=== Record set ===
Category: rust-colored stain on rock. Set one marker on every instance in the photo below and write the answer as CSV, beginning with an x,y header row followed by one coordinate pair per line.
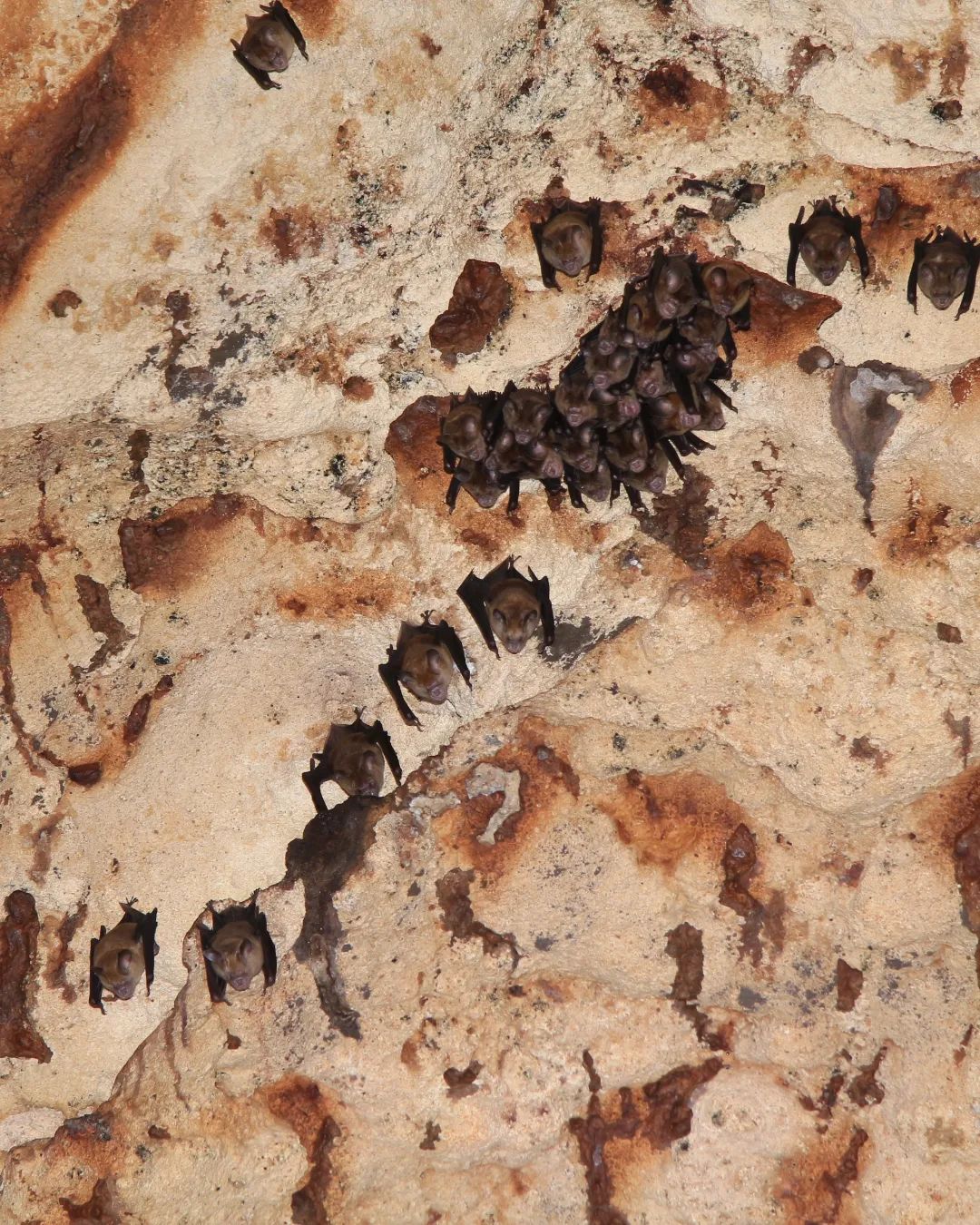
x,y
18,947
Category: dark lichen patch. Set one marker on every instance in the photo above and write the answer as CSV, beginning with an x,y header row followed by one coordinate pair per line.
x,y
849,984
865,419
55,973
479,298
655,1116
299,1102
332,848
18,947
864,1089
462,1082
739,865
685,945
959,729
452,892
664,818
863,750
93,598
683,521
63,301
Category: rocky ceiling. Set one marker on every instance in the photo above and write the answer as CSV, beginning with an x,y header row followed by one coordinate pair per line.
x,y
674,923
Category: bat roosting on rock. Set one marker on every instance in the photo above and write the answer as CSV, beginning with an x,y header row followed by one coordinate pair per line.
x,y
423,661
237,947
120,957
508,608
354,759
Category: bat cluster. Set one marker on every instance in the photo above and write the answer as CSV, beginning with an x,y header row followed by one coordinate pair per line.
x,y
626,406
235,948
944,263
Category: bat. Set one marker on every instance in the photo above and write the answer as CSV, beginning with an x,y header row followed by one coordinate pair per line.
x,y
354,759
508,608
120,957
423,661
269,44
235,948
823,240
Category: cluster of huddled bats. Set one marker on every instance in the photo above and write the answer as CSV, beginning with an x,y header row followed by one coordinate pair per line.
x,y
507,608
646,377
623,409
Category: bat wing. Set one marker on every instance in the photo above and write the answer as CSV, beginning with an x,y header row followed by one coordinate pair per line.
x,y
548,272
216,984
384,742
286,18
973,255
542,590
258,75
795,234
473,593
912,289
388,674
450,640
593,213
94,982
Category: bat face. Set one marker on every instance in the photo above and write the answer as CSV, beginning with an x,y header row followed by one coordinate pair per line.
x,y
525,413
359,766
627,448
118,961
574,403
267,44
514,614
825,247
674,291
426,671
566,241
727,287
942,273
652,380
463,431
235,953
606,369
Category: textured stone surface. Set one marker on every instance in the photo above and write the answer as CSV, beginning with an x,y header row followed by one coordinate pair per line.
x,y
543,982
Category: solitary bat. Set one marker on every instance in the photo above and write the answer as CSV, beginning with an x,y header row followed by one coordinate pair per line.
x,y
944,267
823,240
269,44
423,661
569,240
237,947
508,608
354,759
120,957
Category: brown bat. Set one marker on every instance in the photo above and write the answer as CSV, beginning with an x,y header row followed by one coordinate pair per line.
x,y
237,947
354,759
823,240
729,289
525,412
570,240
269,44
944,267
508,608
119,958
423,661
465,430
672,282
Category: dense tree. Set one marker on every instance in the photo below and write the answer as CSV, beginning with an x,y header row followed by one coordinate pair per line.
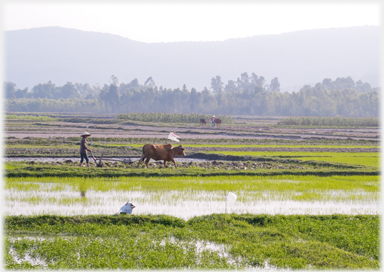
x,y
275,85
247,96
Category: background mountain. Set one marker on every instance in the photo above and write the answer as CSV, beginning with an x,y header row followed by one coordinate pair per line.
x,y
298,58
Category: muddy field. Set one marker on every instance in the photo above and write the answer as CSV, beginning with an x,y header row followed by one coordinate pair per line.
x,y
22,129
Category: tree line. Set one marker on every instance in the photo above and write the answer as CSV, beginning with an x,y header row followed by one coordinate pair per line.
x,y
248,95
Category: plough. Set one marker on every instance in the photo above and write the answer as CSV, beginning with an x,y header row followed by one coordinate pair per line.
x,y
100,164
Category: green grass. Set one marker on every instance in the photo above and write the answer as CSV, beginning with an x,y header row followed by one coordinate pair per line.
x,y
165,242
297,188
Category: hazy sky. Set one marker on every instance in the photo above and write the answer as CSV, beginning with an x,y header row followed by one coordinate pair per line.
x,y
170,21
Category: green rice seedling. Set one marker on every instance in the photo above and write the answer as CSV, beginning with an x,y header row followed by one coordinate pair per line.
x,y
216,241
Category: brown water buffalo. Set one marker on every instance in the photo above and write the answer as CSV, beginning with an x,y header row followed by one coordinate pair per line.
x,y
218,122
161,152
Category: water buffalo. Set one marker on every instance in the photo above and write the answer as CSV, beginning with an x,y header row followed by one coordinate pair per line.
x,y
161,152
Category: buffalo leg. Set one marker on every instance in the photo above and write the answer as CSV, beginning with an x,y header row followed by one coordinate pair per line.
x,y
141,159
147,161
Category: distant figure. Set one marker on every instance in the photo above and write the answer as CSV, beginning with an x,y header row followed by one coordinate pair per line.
===
__Work order__. The required output is the exact sequence of lines from the one containing "Category: hazy sky." through the end of the listing, both endpoints included.

__Reply to the task__.
Category: hazy sky. Set one marker on every instance in the photo above and write the answer as CSV, beginning with an x,y header row followed by one coordinate pair per line.
x,y
170,21
Category: green rice seedling. Set one marker on every instance in the photo above and write the answer as CSV, beginning with an x,y header row followed by one coordinate pair per line.
x,y
216,241
Category: brown water buffalo. Set one marker on every instance in the photo above and write the answer as CSV, beginning with an x,y header row followed by one coordinate pair per line.
x,y
218,122
161,152
Category: water buffalo. Set one marker on every instance in the photo above and write the answer as CSV, beginning with an x,y header row followed by one coordinate pair per line.
x,y
161,152
Category: buffalo leg. Set one marker on every instance in the photo above and write the answer as CSV, beginning with an x,y header row followed by one coordinate pair per line.
x,y
141,159
147,161
Category: distant figure. Set one marker on every instance in the photo above and write the answer as CSV, beginning with an x,y header row followed by one coordinate pair per line.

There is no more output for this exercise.